Requirement
Copy out every row below word for word, leaving out the pictures.

---*---

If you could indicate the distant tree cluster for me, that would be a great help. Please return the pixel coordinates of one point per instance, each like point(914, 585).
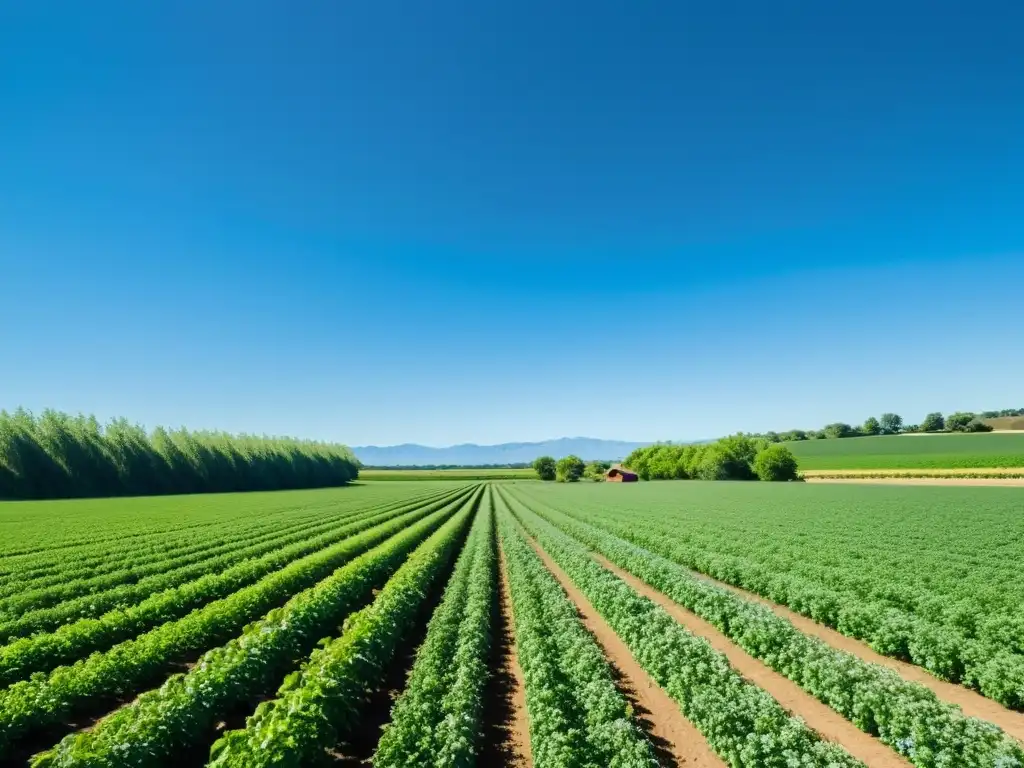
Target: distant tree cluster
point(736, 458)
point(546, 467)
point(423, 467)
point(568, 469)
point(893, 424)
point(56, 456)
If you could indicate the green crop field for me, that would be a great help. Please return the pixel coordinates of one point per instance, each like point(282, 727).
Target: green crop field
point(448, 474)
point(986, 450)
point(495, 624)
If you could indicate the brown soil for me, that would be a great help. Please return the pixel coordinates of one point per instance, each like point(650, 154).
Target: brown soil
point(358, 744)
point(677, 741)
point(924, 480)
point(506, 727)
point(971, 702)
point(829, 724)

---*---

Solution to this problem
If you could indicate the distant tree cluster for me, that would be a great help. Please return the pixel coordinates of one point per instance, each like point(914, 585).
Target: distant tree cluster
point(736, 458)
point(546, 467)
point(423, 467)
point(568, 469)
point(893, 424)
point(56, 456)
If you could indicate the green crop field for me, that would be a great help. Please return the pixel coordinates of one point per instance, each like point(282, 727).
Target: green crop field
point(448, 474)
point(986, 450)
point(495, 624)
If you could indicate the brown soil for me, that would be a great help. Please return the pixel coordinates of one point per instance, each like point(650, 154).
Target: brown soil
point(358, 744)
point(677, 741)
point(924, 480)
point(506, 727)
point(971, 702)
point(829, 724)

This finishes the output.